Your tasks:
• A. According to the piece about the Iron Man Memorial, in what year was the statue dedicated?
• B. Write the next few paragraphs of the piece about the Iron Man Memorial, picking up after its final sentence.

··· Extract ···

Would the real Iron Man please stand up?

Iron rnage sculptureResidents of northern Minnesota’s Iron Range know the iconic image of the Iron Man Memorial situated along Highway 169 in Chisholm.

This statue, the third-tallest free-standing statue in America (a very distant third, behind the Statue of Liberty and the Arch of St. Louis), was dedicated in 1987. It took 11 years to commission and complete the statue, the concept of which was actually proposed as early as 1947. The goal was to honor the iron miners of northern Minnesota who had immigrated from almost four dozen nations to build the American empire of the 20th century.

And it is a great tribute, though I’ve never been a fan of a creative choice made by the sculptor at the behest of local backers. The Iron Man is slumped over, to show the weariness miners felt as they left the mines to return home. This was meant to show the burden placed upon workers, the physical toll of their labor.

To me, born in 1979 as the Iron Range economy was beginning to crumble, the Iron Man always seemed to reflect the decay of the region itself:  Sad, defeated, standing on past accomplishments with little to look forward to. It didn’t help that in the ’90s they built a McDonald’s in Chisholm whereby the Golden Arches now frame the Iron Man as you approach from Hibbing. The original intent of the statue always has to be explained; the actual impression given to countless tourists and commuters is entirely different.

But over the weekend I encountered an image at the historical photography clearinghouse Shorpy that bears the same name, a photograph titled “Iron Man 1941,” that conveys an impression I very much prefer:

Iron Man 1941

This image depicts a miner standing at the edge of Hibbing’s Hull Rust Mine in August 1941. He holds a lunch box bearing his name “S Dolz” (not clear whether that’s his full last name or an abbreviation). A steam shovel loads a steam train down in the pit. I’m not sure whether that’s Hibbing or a location in the background. I suspect it’s a location town, one that is probably long gone now.

··· Provided information ···

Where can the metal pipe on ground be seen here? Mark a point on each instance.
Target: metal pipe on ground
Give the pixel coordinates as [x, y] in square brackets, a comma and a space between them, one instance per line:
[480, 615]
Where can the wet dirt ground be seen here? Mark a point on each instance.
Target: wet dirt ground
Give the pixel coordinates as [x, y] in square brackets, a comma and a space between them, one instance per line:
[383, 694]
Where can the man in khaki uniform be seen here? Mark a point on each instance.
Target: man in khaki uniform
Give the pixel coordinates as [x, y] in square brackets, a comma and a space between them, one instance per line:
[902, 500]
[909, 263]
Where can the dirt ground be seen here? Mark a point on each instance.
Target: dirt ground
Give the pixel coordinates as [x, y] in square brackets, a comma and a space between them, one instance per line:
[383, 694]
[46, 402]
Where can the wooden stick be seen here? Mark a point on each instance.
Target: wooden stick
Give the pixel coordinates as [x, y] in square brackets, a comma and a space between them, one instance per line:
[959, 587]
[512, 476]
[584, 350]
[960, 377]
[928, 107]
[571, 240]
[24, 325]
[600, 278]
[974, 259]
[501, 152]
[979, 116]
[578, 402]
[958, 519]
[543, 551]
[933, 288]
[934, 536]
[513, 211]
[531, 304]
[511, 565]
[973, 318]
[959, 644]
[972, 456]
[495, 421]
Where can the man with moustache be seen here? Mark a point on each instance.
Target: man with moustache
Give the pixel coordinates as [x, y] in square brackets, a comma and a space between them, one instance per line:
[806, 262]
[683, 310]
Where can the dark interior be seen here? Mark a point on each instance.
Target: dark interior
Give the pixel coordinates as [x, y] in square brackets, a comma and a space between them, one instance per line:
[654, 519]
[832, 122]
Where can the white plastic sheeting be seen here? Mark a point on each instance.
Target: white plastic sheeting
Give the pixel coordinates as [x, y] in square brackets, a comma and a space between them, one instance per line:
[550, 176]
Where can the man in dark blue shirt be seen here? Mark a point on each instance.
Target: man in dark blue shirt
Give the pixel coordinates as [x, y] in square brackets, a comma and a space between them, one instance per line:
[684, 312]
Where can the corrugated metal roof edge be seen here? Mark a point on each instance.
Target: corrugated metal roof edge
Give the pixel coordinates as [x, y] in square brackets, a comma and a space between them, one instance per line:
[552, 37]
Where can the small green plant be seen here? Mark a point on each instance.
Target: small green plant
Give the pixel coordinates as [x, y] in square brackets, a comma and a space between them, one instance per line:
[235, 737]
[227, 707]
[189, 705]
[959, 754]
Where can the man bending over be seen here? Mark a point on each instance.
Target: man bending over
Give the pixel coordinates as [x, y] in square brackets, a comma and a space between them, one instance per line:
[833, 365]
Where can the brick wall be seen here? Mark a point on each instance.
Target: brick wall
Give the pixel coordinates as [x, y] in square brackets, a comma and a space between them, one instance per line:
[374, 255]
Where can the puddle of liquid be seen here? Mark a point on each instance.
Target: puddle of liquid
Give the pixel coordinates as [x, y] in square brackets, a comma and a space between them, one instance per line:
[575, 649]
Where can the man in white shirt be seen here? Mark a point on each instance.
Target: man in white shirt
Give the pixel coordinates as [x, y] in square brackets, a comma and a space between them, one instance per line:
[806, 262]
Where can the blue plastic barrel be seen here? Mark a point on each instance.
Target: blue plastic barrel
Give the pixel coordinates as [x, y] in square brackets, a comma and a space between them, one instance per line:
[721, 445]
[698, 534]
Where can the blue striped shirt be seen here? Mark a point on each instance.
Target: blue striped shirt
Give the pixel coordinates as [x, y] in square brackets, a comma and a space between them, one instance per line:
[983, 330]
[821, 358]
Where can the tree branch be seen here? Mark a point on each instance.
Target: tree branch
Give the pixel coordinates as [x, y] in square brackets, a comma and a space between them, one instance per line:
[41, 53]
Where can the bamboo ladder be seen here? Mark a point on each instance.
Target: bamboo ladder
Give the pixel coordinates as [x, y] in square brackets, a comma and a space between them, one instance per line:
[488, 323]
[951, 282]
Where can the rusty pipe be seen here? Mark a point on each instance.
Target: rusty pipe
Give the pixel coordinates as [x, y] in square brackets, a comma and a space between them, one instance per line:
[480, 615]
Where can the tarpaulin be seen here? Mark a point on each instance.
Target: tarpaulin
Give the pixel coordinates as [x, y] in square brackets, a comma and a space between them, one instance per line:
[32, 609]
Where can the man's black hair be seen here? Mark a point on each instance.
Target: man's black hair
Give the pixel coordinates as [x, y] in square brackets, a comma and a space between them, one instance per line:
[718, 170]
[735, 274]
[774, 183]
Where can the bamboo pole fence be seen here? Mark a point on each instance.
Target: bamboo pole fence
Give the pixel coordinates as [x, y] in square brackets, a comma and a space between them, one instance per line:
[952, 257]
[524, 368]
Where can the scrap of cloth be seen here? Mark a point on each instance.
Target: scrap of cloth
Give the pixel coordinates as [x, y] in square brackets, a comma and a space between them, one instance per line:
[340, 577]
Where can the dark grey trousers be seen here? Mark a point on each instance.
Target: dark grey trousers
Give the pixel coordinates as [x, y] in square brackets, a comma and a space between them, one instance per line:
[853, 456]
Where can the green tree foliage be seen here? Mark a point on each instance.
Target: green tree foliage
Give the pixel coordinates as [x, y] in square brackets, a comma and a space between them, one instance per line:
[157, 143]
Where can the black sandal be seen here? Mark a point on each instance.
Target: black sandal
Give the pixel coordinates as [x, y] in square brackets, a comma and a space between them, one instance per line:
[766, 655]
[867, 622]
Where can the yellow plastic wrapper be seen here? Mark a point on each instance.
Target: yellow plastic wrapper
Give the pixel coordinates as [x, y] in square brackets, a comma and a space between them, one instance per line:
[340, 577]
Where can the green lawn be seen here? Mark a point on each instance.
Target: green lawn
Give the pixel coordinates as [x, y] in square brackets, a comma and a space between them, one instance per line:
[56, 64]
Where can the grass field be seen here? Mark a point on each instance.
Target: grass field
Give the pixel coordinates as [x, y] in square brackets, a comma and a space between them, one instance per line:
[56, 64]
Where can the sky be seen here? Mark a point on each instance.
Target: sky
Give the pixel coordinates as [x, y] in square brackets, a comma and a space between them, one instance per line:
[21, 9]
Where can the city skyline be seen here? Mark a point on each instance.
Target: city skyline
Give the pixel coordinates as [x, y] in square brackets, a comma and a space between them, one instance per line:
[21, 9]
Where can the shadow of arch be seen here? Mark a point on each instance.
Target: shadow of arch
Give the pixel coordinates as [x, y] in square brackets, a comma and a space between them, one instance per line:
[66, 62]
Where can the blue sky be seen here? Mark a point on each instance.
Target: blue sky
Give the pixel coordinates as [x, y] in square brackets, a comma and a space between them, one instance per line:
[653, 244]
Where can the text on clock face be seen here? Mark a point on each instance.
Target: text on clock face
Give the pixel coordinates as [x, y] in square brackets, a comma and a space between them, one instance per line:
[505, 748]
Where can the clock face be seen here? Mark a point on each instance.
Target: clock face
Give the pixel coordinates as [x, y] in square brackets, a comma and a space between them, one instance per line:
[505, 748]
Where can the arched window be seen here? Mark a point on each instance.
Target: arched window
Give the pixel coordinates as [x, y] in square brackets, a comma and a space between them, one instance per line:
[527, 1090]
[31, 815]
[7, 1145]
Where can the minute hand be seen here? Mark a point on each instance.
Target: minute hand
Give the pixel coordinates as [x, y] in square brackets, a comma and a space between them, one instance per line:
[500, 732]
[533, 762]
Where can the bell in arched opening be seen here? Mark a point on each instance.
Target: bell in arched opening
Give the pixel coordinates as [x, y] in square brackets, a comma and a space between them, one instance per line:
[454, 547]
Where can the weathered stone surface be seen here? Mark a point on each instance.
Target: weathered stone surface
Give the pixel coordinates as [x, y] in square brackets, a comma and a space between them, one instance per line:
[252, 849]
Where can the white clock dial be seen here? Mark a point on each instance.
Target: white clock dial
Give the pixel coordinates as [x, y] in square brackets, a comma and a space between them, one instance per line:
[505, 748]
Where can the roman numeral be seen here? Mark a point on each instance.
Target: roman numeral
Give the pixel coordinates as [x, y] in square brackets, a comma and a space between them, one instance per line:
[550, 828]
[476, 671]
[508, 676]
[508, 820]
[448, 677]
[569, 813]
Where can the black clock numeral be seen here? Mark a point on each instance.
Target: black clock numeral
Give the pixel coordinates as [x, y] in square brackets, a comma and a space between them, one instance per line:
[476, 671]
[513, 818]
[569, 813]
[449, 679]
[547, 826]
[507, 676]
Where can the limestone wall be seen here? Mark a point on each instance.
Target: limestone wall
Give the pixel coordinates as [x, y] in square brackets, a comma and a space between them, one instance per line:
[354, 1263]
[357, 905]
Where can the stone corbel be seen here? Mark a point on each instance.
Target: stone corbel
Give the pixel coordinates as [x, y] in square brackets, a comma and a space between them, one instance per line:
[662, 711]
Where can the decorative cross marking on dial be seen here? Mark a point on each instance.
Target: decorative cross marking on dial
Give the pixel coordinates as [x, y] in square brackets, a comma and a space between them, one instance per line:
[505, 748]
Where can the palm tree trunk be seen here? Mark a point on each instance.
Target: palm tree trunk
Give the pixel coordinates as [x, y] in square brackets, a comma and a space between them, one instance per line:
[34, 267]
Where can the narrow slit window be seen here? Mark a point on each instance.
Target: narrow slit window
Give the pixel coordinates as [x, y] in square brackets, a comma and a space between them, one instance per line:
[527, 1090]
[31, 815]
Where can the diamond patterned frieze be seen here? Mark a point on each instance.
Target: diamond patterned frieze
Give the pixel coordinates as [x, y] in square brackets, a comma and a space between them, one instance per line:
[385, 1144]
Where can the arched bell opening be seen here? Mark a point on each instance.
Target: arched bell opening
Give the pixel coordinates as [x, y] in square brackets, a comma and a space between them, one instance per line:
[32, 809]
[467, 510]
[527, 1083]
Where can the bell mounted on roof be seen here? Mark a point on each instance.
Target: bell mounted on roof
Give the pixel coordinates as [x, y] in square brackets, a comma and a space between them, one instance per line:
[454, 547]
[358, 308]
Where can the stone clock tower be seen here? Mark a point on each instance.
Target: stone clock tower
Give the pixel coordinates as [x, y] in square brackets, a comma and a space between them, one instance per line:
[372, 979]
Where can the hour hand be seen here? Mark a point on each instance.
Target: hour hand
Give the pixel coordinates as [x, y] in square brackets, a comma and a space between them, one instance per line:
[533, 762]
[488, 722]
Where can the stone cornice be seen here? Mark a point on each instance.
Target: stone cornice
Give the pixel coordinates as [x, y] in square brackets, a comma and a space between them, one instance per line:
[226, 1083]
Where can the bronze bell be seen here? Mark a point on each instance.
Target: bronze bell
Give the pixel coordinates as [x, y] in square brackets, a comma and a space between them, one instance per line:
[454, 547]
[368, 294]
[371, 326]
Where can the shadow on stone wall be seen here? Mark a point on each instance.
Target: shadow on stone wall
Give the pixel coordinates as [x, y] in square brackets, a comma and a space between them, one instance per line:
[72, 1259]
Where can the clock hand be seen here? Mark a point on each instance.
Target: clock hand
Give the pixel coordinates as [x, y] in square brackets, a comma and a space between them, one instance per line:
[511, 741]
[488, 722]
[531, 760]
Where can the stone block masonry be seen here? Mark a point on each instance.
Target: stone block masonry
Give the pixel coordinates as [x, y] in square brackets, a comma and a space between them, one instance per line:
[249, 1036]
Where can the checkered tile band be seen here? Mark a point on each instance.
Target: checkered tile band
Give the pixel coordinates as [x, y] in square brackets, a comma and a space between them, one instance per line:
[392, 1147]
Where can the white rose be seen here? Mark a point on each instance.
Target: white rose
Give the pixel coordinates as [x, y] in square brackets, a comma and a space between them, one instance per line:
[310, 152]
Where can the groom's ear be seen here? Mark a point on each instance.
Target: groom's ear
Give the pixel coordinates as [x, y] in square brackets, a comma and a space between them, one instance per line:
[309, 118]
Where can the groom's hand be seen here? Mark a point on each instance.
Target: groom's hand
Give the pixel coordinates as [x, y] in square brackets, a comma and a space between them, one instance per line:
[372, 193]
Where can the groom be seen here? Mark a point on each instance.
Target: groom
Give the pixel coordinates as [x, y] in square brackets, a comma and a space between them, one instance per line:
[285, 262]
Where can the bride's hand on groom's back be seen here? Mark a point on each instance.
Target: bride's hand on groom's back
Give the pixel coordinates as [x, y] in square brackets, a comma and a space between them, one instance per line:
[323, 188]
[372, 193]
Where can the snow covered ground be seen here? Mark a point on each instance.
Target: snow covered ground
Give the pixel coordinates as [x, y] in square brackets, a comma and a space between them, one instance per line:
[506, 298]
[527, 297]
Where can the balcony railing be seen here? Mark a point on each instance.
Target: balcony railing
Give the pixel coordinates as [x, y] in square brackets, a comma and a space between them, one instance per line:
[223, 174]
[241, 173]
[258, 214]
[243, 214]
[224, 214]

···

Task-by-task answers:
• A. 1987

• B.
This photo was taken at the start of World War II, the most intense period of northern Minnesota iron mining in our history. Modern mining owes much of its vital technology to the ferocious demand for iron that existed then, whether it’s taconite or scram mining, both of which were explored heavily at that time. The demand for labor cemented much of what workers had fought for in 50 years of labor struggle. Mine bosses finally gave workers respect, pay and safer working conditions, because they finally had no choice. So today we have modern taconite mines and miners that are among the best paid people on the Range. A strongly Republican region flipped to solid DFL at this same time, for the same reasons. (This guy and his peers, first generation immigrants, finally got to vote).

And we owe it to people like this guy, standing on the edge of not just a mine, but American history. That is the Iron Man in my view. We also owe it to the women who also worked the mines during the war and later reintegrated the mines in the ’70s and ’80s. We owe it to the families of people like this man, who demanded better schools and created the best educated workforce in the nation. Even as iron mining struggled through the ’80s and ’90s, when the Iron Man statue was dedicated, these accomplishments continued to yield dividends, evidenced by the fine education I received as recently as 1998.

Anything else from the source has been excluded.